*Entries shown*
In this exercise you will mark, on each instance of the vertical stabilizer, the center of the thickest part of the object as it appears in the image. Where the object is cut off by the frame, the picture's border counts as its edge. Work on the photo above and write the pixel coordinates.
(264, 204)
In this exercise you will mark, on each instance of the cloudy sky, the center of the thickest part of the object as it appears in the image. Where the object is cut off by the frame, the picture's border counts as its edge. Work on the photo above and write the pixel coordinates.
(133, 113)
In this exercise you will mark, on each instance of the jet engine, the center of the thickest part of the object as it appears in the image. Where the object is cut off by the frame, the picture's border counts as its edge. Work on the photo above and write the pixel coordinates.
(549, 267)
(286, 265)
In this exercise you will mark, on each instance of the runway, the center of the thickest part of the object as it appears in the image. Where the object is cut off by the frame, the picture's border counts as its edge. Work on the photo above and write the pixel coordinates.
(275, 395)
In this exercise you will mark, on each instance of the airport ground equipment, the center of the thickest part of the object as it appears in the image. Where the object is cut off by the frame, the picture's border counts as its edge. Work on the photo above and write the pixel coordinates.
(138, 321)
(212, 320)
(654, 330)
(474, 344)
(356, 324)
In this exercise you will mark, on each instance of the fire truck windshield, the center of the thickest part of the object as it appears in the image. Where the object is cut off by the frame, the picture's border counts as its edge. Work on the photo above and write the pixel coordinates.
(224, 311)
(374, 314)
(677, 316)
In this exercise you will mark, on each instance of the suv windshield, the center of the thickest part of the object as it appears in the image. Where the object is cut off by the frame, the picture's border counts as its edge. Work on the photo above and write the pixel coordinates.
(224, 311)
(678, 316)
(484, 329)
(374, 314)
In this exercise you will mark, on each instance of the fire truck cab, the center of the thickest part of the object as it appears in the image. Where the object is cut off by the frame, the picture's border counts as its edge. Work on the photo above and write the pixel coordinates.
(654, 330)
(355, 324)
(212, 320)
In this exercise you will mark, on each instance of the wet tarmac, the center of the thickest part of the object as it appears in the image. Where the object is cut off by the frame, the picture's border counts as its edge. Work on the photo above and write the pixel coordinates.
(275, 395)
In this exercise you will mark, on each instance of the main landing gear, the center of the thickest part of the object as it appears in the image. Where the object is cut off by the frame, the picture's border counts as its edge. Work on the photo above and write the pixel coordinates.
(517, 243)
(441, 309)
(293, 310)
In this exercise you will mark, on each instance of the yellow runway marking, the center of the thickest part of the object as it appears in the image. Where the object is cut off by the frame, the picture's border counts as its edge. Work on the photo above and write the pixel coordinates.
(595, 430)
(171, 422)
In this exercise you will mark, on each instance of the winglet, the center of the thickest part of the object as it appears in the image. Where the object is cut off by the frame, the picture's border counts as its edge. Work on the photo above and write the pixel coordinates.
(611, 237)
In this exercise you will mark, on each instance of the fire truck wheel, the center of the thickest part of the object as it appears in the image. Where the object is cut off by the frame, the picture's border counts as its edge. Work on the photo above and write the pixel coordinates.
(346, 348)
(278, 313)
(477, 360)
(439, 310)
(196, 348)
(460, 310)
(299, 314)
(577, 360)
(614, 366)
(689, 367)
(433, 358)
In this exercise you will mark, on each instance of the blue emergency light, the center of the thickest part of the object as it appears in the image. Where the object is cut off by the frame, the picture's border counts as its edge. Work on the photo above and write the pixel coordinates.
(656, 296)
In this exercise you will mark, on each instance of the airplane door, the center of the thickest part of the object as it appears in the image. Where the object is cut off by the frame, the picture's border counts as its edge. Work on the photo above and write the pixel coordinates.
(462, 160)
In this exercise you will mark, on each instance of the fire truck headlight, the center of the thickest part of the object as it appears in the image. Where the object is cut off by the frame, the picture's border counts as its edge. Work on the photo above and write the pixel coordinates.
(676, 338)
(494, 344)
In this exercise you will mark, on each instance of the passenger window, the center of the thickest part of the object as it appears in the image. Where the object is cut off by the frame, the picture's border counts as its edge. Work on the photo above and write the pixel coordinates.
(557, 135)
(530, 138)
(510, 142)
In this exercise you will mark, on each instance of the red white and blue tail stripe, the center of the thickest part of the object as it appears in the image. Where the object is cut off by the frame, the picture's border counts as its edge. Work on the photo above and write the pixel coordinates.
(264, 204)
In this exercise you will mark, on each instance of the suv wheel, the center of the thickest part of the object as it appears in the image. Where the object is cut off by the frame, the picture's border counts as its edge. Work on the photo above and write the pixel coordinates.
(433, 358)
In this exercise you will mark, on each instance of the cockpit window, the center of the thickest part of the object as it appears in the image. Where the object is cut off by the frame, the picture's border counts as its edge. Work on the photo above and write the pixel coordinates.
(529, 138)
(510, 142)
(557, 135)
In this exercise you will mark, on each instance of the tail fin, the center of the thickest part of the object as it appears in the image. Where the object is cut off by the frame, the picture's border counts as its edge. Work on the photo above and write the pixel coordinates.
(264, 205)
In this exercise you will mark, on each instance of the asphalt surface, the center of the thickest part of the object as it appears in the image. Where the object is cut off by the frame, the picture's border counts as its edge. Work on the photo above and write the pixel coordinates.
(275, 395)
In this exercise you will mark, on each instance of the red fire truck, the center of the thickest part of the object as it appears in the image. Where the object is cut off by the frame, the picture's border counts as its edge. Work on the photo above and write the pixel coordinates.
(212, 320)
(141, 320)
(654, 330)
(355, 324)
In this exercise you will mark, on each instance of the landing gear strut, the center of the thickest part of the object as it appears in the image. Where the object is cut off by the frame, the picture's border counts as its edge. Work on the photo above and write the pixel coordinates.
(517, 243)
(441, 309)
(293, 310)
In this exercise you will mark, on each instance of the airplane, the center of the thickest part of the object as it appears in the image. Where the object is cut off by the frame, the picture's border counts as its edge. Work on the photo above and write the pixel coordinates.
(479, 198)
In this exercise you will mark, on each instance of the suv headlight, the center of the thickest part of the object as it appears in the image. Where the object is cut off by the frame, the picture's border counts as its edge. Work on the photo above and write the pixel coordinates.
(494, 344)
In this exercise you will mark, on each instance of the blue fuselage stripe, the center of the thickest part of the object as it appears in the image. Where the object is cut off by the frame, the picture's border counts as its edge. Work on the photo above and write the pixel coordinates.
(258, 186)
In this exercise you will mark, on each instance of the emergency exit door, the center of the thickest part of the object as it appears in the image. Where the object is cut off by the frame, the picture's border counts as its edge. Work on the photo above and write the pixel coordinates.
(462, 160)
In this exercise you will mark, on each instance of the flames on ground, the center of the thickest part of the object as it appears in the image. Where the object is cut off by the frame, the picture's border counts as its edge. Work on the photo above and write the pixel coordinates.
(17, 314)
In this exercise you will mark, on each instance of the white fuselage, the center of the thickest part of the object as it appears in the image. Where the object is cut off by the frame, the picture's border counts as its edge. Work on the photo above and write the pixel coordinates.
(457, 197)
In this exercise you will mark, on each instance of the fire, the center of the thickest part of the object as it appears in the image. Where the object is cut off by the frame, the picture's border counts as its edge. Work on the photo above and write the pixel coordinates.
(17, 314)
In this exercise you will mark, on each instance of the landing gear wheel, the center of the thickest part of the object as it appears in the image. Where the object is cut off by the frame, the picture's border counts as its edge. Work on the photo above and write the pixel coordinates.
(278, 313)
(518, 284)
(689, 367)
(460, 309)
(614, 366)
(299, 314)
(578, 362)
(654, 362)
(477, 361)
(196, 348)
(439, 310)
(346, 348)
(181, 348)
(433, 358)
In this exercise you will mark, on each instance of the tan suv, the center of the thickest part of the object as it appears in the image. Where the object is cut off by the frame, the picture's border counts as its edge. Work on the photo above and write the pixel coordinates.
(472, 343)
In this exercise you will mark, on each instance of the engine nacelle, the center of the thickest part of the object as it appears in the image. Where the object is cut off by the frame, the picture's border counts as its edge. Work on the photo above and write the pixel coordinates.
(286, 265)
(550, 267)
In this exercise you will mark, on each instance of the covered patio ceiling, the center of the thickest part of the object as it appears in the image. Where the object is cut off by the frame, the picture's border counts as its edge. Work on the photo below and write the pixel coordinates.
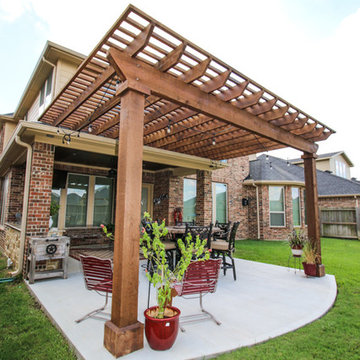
(196, 104)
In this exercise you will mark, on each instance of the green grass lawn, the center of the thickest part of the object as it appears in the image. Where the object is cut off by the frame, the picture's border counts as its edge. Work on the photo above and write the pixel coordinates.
(26, 333)
(337, 334)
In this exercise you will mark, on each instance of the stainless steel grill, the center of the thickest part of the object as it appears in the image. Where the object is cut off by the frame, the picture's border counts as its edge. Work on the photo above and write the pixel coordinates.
(48, 257)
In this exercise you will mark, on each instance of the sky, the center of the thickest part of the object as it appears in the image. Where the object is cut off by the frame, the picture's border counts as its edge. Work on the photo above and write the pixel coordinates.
(305, 51)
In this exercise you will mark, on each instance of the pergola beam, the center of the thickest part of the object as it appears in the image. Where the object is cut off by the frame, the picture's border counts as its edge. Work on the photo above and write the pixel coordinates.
(166, 86)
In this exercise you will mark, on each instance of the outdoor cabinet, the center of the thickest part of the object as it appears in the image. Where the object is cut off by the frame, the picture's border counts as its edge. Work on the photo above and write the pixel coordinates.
(48, 257)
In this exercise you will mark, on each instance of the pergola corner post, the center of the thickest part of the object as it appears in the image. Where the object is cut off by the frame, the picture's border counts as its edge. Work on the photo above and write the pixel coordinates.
(124, 333)
(312, 207)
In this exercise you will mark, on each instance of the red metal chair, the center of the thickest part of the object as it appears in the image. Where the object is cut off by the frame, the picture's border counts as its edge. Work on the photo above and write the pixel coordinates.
(200, 279)
(98, 275)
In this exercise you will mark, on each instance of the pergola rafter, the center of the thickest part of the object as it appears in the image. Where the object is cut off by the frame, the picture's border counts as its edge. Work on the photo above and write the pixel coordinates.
(90, 97)
(143, 79)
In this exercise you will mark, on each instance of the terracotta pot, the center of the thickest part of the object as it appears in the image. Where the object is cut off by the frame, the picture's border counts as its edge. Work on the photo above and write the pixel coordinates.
(161, 333)
(309, 269)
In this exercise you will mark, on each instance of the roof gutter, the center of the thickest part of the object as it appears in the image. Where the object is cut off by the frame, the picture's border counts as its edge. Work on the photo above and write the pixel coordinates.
(25, 203)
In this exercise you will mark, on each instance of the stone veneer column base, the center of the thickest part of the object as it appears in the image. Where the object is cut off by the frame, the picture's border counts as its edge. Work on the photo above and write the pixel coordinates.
(122, 341)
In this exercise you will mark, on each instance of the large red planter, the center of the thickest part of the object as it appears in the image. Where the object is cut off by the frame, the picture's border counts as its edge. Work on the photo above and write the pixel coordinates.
(161, 333)
(309, 269)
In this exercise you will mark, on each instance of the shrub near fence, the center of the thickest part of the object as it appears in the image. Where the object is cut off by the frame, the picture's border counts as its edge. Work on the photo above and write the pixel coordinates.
(340, 222)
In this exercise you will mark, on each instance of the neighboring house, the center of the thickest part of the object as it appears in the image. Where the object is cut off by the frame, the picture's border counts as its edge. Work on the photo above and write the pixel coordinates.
(276, 191)
(336, 163)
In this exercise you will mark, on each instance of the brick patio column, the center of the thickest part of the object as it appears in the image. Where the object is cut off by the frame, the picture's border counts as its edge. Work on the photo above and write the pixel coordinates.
(40, 189)
(38, 216)
(312, 207)
(203, 197)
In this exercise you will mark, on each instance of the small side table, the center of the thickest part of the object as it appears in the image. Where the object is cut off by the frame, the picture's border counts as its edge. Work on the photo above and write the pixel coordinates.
(296, 262)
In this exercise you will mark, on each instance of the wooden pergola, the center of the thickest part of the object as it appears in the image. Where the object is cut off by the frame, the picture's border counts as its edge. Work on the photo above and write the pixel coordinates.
(146, 85)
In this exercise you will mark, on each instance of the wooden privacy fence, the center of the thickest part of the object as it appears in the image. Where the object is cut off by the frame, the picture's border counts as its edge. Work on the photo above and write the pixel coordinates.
(340, 222)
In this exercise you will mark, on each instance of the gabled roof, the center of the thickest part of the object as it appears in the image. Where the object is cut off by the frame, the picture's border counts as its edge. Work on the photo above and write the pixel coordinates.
(51, 53)
(211, 109)
(326, 156)
(273, 169)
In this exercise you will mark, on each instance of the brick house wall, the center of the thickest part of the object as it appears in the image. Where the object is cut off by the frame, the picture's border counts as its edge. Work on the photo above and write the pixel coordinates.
(268, 232)
(233, 176)
(338, 202)
(16, 189)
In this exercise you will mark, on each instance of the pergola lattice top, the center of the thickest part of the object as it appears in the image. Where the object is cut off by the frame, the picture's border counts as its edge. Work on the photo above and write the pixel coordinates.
(266, 121)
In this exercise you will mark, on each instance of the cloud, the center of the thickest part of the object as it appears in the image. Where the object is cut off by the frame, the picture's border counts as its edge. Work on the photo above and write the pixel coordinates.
(12, 10)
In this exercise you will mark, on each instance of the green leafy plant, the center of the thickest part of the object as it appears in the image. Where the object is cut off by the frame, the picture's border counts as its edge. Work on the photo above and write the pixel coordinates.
(106, 231)
(310, 255)
(297, 239)
(162, 277)
(54, 208)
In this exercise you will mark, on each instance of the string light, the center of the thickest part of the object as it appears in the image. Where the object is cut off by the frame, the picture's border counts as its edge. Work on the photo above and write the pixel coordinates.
(66, 139)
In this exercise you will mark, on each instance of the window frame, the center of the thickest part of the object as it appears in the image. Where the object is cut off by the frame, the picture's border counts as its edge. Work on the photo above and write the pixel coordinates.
(299, 205)
(195, 181)
(214, 183)
(278, 212)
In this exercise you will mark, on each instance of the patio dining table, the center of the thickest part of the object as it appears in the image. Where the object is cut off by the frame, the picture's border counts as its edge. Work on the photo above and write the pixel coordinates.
(180, 229)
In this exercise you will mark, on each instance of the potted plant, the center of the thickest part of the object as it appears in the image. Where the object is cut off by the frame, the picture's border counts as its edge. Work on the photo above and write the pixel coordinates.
(310, 258)
(296, 241)
(106, 230)
(162, 321)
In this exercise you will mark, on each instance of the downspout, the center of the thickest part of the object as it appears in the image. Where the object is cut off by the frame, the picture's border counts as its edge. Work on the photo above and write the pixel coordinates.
(257, 210)
(25, 203)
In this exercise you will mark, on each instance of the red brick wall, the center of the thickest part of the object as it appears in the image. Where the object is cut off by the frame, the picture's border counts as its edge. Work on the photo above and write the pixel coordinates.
(40, 189)
(16, 189)
(338, 202)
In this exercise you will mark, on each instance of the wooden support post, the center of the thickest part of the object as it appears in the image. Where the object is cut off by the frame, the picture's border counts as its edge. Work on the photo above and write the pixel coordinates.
(312, 207)
(124, 334)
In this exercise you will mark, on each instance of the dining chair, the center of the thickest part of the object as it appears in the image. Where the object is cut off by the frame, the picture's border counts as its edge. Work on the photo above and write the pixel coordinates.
(98, 276)
(226, 248)
(199, 279)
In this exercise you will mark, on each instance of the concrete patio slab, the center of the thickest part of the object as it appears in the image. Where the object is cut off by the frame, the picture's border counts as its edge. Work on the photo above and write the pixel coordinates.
(266, 301)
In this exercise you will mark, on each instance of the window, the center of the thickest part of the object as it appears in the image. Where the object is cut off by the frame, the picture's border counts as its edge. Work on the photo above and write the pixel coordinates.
(295, 195)
(55, 200)
(4, 191)
(45, 93)
(103, 204)
(305, 207)
(189, 200)
(277, 207)
(76, 200)
(340, 168)
(219, 202)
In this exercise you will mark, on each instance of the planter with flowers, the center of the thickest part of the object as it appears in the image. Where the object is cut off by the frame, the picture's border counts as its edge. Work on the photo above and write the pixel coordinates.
(297, 241)
(162, 321)
(310, 258)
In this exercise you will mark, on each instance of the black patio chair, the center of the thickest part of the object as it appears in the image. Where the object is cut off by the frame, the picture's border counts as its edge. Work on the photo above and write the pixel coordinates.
(225, 248)
(225, 230)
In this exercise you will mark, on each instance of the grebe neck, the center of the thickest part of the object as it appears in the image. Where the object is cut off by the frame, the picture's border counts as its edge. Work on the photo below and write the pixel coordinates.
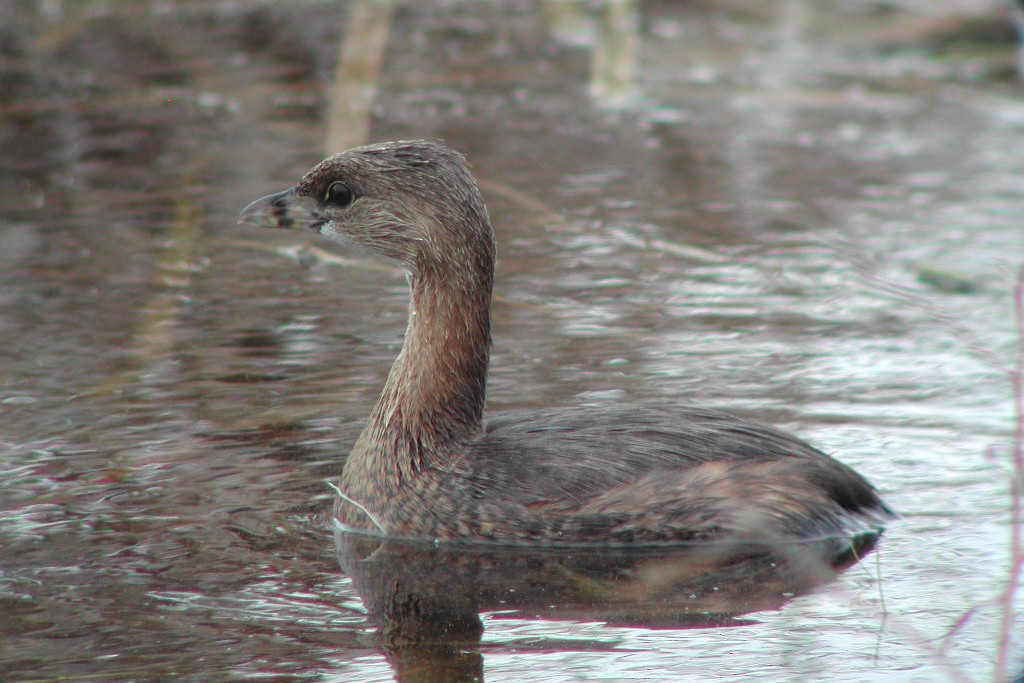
(432, 401)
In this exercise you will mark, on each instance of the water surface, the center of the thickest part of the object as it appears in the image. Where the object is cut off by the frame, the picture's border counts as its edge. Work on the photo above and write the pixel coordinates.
(803, 212)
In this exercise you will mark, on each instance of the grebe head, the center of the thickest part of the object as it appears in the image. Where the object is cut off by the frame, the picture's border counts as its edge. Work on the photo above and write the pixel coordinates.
(411, 202)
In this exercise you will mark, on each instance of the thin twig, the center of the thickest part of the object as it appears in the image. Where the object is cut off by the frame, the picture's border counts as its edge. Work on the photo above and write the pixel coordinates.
(359, 506)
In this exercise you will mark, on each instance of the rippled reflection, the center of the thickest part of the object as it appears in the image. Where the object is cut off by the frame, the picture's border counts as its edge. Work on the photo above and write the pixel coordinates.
(427, 597)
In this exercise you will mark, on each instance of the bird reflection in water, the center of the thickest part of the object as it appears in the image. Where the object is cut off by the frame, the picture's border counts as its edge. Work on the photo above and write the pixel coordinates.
(427, 598)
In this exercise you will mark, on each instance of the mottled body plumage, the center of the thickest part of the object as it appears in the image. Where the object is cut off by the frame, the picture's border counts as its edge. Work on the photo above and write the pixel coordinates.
(427, 465)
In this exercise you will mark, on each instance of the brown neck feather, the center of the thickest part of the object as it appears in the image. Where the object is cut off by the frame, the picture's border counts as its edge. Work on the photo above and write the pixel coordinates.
(432, 402)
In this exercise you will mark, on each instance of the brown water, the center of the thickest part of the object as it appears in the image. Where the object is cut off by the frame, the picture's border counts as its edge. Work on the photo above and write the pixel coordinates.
(803, 211)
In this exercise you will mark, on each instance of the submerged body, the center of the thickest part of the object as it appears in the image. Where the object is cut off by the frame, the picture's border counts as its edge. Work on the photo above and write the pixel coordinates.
(427, 465)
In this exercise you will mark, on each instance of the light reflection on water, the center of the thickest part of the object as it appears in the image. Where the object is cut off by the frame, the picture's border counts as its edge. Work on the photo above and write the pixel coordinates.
(175, 391)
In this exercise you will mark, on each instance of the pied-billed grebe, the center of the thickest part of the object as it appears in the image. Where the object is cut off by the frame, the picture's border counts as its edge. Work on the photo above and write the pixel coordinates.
(426, 465)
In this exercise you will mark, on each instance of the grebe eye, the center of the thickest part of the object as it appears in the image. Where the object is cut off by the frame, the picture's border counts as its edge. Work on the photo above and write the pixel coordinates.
(339, 195)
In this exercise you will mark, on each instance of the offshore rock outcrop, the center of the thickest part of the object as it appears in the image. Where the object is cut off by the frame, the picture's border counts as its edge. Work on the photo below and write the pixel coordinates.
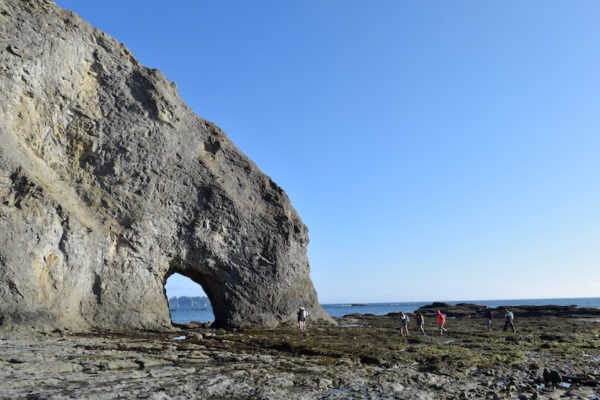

*Stated task*
Count the lines in the rows above that contain the string "slab", treating case as significant, and give only the number.

*The result*
1